------ DATA RECORDS ------

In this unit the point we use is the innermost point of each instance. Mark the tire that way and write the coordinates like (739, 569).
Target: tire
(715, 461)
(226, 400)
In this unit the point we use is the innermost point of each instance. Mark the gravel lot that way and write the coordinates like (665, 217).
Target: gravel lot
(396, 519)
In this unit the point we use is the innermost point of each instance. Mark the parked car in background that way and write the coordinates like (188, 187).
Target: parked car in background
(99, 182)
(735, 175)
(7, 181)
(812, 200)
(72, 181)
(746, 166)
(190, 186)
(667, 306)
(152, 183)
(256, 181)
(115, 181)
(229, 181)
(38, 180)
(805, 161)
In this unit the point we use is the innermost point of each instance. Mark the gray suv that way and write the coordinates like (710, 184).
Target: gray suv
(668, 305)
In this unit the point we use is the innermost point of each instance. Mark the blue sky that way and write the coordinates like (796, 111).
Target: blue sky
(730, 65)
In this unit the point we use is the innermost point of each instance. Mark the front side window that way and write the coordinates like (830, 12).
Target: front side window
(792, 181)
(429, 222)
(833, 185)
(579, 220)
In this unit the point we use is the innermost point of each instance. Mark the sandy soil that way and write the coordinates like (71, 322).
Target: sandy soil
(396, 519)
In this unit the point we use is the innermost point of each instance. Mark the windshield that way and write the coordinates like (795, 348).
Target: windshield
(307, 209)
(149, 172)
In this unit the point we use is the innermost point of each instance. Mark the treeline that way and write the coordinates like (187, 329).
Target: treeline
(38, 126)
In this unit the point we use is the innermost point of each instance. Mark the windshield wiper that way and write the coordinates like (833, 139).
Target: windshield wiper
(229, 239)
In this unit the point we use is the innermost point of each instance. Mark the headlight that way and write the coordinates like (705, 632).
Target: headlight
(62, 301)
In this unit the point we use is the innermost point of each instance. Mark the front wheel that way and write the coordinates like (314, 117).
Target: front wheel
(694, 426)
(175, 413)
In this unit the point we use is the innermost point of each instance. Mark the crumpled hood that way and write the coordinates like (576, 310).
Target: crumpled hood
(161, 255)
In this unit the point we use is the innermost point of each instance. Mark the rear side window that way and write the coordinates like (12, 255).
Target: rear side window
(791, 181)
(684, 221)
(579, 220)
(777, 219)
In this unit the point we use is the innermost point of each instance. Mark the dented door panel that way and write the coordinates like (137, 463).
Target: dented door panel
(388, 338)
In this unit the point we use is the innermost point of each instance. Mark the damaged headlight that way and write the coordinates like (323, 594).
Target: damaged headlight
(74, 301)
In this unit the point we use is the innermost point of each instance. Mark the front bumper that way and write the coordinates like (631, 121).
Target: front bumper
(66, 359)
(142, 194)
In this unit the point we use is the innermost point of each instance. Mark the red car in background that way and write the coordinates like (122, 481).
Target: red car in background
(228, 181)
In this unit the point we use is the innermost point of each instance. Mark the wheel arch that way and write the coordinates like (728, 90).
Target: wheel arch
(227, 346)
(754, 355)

------

**TASK OBJECTIVE:**
What you return should be only the lines from the line containing "like (12, 255)." through the end of the material above, reproduced exactly, first and last included.

**EXERCISE OUTPUT:**
In this unit the point we use is the innermost point of each instance. Mark the rear side window that way and write the coordinates like (12, 255).
Target: rear side window
(791, 181)
(684, 221)
(579, 220)
(777, 219)
In this unit the point we use is the innermost point of each instance. Mark the dented door panel that way and write the coordinates like (137, 463).
Target: dented door panel
(388, 338)
In this unit the point we use is the innermost point of each instance. Mark the damaged headlight that way and write the coordinates like (323, 594).
Target: damaged headlight
(74, 301)
In this unit the point we use is the innermost point of each instance. Mark the front bumper that way and write the coordinates like (631, 121).
Target: front bumper
(66, 359)
(142, 194)
In this unit the point we use is the innermost point of each instance. Mark the red car in background that way and write the coordinates like (122, 481).
Target: red car in background
(228, 181)
In this unit the point we use is the innermost point of each instance. Mark the wheel arch that way and write the coordinates like (728, 90).
Target: wheel arch
(227, 346)
(754, 355)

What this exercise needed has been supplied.